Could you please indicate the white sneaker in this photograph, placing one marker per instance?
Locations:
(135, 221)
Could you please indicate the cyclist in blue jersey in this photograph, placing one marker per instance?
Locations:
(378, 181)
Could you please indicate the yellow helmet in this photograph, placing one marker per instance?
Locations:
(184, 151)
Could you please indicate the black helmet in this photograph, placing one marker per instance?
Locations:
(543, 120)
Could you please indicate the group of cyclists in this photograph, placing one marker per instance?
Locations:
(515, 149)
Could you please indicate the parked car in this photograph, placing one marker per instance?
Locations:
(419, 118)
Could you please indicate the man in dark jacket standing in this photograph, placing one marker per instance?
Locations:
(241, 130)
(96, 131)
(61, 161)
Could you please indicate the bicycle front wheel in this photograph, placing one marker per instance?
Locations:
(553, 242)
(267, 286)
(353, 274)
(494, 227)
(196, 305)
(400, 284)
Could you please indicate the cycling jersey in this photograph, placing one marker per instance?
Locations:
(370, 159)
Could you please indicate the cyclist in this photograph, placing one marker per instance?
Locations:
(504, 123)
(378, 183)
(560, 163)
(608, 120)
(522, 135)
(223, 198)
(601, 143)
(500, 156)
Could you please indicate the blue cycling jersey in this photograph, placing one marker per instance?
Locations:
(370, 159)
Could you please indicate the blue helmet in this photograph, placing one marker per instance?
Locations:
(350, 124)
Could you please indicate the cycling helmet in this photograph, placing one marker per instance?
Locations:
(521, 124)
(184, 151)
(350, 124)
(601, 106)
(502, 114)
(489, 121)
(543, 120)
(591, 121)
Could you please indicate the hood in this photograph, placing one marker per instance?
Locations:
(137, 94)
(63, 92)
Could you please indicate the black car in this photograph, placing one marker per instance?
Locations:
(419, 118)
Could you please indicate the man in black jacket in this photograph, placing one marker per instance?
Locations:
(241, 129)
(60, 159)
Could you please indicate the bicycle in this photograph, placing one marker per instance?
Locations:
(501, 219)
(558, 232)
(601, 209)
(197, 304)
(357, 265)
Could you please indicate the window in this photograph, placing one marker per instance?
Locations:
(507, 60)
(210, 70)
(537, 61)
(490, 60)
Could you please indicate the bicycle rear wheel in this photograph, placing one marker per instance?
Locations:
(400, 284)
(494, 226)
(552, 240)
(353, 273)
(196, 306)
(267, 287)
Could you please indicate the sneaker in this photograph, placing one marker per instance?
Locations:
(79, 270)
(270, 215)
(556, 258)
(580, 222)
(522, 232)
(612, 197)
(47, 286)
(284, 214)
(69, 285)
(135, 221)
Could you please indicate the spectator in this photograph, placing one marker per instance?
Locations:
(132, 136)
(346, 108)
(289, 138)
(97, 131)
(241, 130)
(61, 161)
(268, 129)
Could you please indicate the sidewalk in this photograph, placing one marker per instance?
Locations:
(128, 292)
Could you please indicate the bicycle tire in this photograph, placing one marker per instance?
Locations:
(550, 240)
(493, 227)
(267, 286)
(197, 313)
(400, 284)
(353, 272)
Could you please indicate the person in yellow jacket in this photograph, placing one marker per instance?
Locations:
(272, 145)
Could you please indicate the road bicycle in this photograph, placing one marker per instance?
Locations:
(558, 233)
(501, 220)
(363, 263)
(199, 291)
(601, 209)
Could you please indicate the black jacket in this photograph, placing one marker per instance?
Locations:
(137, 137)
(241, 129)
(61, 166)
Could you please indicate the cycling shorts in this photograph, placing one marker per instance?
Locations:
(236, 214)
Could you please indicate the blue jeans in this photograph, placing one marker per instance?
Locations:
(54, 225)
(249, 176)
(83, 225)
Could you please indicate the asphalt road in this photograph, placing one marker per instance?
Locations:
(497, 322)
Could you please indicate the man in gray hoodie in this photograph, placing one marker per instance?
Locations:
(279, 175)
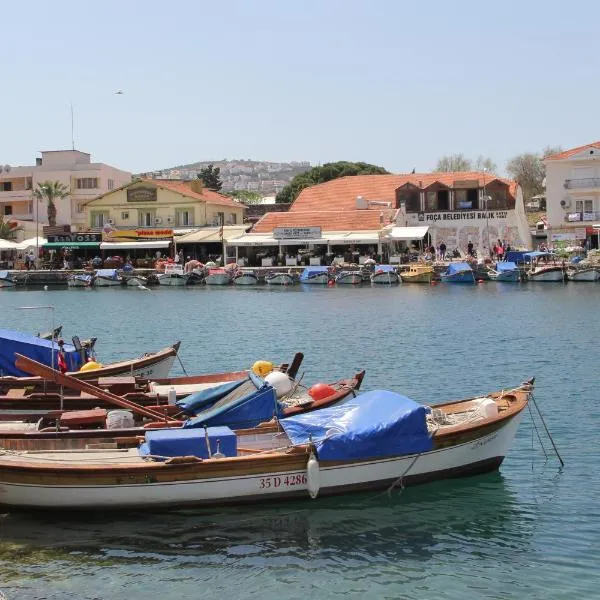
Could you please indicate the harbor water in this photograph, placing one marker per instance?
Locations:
(531, 530)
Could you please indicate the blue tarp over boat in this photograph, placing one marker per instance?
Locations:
(33, 347)
(310, 272)
(505, 266)
(373, 425)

◆ ◆ ◆ ◆ ◆

ACTIVITY. Search the lines above for the string "sneaker" and copy each line that has it.

FINISHED EXERCISE.
Could you please indicate the white sneaker in this photograph, placing one marker per instance?
Could you please indicate the sneaker in this photograph, placing one marker per instance?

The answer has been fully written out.